666, le nombre de la bête

Prédication prononcée le 20 mars 2011, au temple de l'Étoile à Paris,

par le pasteur Louis Pernot

On trouve dans l'Apocalypse (au chapitre 13) ce célèbre « 666 », « le nombre de la bête », et ce nombre assez mystérieux a fait couler beaucoup d'encre.

Il a d'abord donné le mot le plus long de la langue française : hexakosioihexekontahexaphobie, 29 caractères pour désigner la peur du nombre 666. Mais plus sérieusement, beaucoup ont essayé de savoir ce qui pouvait bien se cacher sous ce nombre mystérieux. Et on peut trouver nombre de solutions. En hébreu, comme en grec, les lettres ont aussi valeur de chiffres, on peut ainsi prendre un mot et additionner la valeur de chaque lettre. En choisissant bien, on arrive toujours à tomber sur le résultat que l'on veut. On a ainsi voulu y trouver le nom de Néron, puis de Domitien, quand on a su que ce serait plutôt lui qui aurait persécuté les chrétiens, d'autres y voient le nom d'Hérode... Plus tard, les catholiques on voulu y voir, sous une certaine forme, le nom de Luther, et les protestants le nombre du Pape : « vicaire du fils de Dieu ». On y a trouvé aussi le nom de Mahomet, Tolstoï dans Guerre et Paix dit qu'il s'agit de Napoléon, et plus récemment certains ont pensé que c'était Hitler qu'il fallait lire sous ce nombre.

Toutes ces recherches sont distrayantes, mais elles sont, on peut le croire, de fausses pistes. Chacune de ces interprétations enlève au texte son universalité. Si c'est d'un personnage historique disparu qu'il s'agit, alors ce texte ne me concerne plus. Or on peut croire que tout texte biblique parle à chacun dans son aujourd'hui et maintenant. Il faut donc trouver une explication qui soit anhistorique, et il n'y a pas besoin de chercher des noms, les nombres ont dans la Bible un sens en eux-mêmes.

La première qui vient à l'esprit, c'est que 6, c'est le nombre du mal par excellence, parce que c'est 7 moins 1. Or 7 c'est le nombre de la perfection de la création (faite en 7 jours), c'est l'union du matériel qui est le 4 (les 4 éléments, les 4 points cardinaux) et du spirituel qui est le 3 (comme la Trinité). Le 6, c'est donc le 7 auquel on retire le 1 qui est Dieu (Ecoute Israël, l'Eternel est UN). Il ne signifie donc pas seulement l'ignorance de Dieu, mais le refus de Dieu, son rejet en connaissance de cause.

Consigne:
Répondez à ces questions à partir de la prédication sur le nombre 666 :
1. Combien de caractères compte le mot qui désigne la peur du nombre 666 ?
2. D'après Tolstoï dans Guerre et Paix, qui se cache derrière ce nombre ?
3. Quel nombre représente le matériel ?

Données fournies:
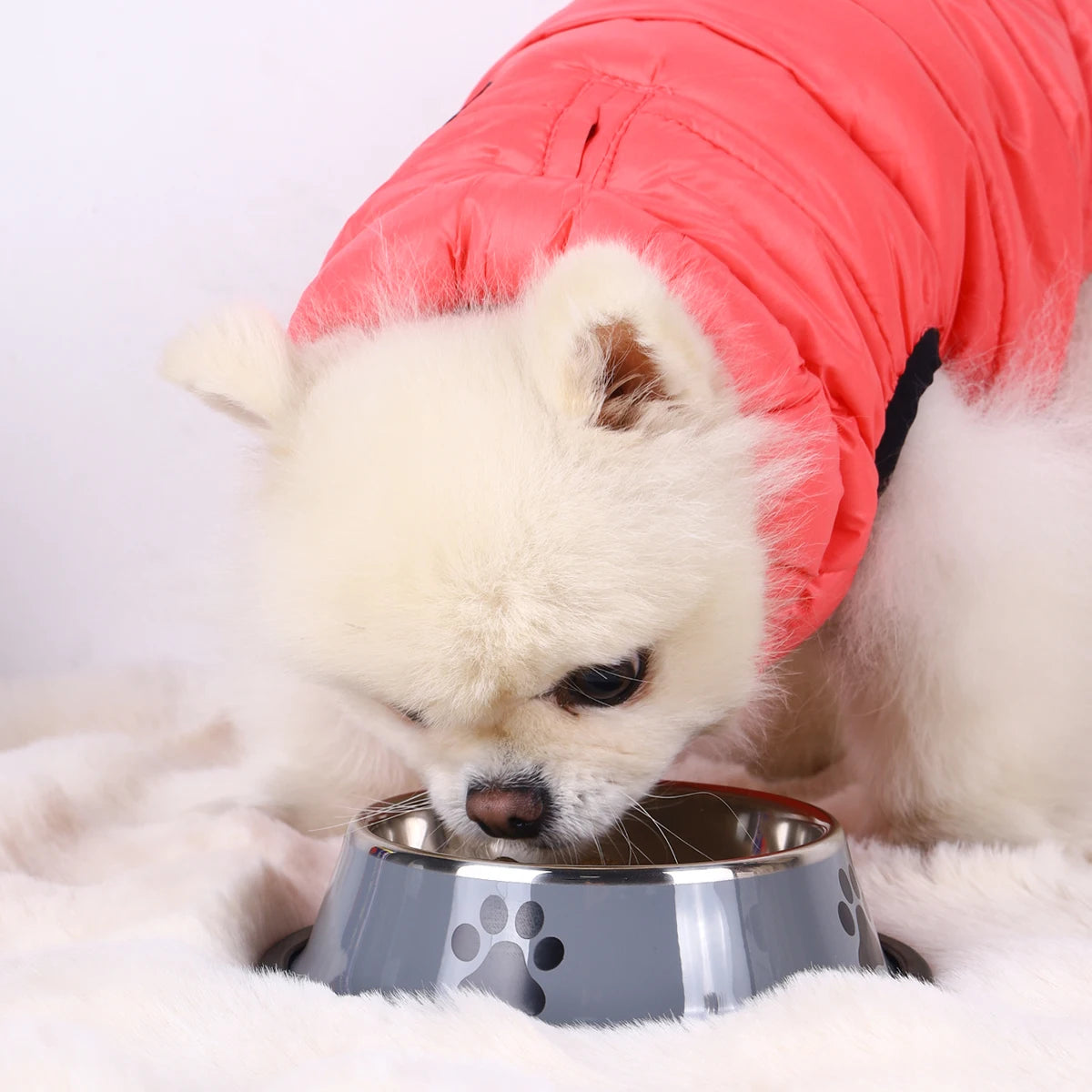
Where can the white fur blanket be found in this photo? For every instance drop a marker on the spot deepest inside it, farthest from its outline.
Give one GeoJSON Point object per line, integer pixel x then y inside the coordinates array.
{"type": "Point", "coordinates": [143, 869]}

Réponse:
1. 29 caractères.
2. Napoléon.
3. Le 4.